I think this is going to be a competition, and just as important, I want it to be a competition. When you factor in that Drew Bledsoe's job was safe (or so we thought), there hasn't been a QB competition going into a season for the Patriots in approximately 600 million years. That's barely an exaggeration given how long the last guy was here.  

But now he's gone, and the Patriots have Brian Hoyer, Jarrett Stidham, Cam Newton and some undrafted free agents. We all know Hoyer and the undrafted free agents are the longest of long shots, but Newton vs. Stidham?

Why shouldn't we take it seriously?

The Patriots clearly like Stidham enough to have skipped free agency and the draft when it came to bringing in an upgrade. Then Newton was available for free in late June, so they signed him because it was a no-brainer.

[Annotation dataset entries]
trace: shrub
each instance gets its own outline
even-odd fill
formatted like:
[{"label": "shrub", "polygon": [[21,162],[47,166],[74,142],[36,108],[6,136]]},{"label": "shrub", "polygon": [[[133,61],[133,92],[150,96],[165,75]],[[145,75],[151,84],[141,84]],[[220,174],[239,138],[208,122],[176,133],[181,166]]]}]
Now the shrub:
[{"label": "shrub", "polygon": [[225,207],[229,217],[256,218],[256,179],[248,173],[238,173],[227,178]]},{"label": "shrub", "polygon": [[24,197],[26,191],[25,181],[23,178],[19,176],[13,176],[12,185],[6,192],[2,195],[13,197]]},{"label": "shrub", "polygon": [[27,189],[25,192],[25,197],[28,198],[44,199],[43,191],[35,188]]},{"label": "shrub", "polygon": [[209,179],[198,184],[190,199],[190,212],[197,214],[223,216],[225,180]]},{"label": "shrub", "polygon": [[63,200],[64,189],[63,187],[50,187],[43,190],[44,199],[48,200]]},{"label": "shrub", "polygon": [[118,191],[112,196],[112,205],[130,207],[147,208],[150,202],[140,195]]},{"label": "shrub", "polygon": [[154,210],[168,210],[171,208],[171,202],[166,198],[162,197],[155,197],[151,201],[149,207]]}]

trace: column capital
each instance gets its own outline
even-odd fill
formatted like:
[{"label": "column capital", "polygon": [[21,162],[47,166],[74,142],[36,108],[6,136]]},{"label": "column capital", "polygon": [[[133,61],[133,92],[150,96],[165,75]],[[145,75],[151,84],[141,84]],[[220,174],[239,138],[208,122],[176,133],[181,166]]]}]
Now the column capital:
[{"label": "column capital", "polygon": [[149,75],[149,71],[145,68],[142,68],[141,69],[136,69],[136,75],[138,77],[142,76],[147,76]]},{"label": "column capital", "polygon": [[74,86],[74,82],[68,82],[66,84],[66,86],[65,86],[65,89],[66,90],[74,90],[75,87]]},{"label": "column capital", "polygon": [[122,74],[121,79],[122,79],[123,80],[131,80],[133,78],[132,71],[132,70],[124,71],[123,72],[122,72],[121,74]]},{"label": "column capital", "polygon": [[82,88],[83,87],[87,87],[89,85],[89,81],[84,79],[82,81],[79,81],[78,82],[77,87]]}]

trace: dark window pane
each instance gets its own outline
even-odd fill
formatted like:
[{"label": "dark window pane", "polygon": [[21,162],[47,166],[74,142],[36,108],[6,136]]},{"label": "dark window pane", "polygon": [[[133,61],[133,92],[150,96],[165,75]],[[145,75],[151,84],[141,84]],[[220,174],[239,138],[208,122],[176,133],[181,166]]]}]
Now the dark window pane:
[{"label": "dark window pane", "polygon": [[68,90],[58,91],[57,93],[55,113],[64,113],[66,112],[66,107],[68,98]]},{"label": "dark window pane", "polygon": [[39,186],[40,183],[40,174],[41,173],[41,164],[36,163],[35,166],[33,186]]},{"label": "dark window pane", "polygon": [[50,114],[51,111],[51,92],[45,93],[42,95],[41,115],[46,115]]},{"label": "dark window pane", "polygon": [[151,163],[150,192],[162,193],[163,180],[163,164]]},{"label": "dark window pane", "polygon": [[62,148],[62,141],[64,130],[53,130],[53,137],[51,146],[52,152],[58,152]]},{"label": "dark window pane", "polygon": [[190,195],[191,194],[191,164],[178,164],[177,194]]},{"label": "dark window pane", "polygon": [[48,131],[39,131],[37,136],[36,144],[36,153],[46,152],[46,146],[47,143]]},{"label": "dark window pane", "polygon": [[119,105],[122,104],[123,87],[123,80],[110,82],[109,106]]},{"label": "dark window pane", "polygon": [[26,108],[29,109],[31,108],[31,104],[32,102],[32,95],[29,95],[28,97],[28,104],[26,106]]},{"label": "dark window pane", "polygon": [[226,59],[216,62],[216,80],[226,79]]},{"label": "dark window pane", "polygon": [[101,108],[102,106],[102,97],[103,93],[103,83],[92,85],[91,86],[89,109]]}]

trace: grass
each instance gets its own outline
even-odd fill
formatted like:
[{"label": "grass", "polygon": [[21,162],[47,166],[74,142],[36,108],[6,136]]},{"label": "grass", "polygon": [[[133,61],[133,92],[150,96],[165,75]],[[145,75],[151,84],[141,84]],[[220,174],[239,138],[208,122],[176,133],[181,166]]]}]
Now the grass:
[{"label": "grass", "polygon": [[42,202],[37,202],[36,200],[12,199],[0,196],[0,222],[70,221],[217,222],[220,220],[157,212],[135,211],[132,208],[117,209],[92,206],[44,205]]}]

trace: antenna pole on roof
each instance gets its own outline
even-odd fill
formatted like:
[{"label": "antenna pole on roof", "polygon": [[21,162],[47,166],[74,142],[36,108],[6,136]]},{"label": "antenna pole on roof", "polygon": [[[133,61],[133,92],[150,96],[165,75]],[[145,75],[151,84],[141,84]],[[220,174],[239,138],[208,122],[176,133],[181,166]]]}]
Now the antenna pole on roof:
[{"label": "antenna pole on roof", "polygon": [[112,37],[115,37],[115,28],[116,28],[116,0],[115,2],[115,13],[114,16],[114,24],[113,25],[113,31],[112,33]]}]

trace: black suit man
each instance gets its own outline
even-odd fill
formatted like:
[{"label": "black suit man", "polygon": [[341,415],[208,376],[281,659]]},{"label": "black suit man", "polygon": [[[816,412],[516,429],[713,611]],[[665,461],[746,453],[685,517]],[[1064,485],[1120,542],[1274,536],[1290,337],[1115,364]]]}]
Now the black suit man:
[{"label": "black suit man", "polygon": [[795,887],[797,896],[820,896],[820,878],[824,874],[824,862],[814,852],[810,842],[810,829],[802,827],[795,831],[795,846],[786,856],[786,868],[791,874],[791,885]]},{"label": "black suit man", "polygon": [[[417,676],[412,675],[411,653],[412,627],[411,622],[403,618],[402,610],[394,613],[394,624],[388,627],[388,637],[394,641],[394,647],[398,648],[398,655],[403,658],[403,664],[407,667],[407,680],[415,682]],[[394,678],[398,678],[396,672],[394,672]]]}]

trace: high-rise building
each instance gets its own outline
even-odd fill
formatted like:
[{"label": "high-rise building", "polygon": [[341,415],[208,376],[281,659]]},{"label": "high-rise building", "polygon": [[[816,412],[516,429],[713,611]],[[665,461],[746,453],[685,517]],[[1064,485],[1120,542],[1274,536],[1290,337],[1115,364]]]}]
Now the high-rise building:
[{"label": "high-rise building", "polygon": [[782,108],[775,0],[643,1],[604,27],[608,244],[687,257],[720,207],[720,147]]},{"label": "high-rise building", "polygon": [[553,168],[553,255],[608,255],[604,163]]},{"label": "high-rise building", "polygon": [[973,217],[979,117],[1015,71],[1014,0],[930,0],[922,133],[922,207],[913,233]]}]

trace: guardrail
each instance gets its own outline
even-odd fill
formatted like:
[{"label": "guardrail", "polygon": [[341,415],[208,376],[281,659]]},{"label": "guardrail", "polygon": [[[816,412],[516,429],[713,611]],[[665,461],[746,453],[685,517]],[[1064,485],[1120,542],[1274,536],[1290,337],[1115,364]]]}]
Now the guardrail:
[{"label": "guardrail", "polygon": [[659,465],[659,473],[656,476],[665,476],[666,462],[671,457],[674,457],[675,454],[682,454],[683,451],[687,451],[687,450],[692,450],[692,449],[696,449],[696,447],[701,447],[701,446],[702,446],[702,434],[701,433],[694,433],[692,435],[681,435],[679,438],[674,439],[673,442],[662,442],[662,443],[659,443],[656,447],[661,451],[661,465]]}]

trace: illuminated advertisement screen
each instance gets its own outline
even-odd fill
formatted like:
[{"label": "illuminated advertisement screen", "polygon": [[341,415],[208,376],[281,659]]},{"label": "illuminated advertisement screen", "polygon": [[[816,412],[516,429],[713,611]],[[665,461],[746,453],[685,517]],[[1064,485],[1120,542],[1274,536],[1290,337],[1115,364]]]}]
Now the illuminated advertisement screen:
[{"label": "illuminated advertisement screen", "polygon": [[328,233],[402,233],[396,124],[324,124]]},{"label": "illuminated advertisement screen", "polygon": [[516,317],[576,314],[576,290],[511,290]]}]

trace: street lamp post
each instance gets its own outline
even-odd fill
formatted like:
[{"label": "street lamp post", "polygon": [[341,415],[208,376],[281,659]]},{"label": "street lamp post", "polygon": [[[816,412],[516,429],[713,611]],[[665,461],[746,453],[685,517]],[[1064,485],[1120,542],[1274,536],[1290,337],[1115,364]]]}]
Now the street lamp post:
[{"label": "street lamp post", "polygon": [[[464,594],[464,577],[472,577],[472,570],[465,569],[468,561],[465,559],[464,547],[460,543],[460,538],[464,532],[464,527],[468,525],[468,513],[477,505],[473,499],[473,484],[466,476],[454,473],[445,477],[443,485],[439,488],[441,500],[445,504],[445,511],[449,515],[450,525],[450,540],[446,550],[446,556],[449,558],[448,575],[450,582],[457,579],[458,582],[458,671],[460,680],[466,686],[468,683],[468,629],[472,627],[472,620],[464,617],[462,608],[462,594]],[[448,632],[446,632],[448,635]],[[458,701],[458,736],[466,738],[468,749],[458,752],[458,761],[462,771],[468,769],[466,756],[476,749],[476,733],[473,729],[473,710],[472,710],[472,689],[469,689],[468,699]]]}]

__EXERCISE PROMPT__:
Answer these questions using the passage above on the Patriots quarterback competition:
(a) Whose job does the passage say was thought to be safe?
(b) Which three quarterbacks does the passage name, apart from the undrafted free agents?
(c) When was Newton available for free?

__ANSWER FOR THE TASK__:
(a) Drew Bledsoe's
(b) Brian Hoyer, Jarrett Stidham, and Cam Newton
(c) In late June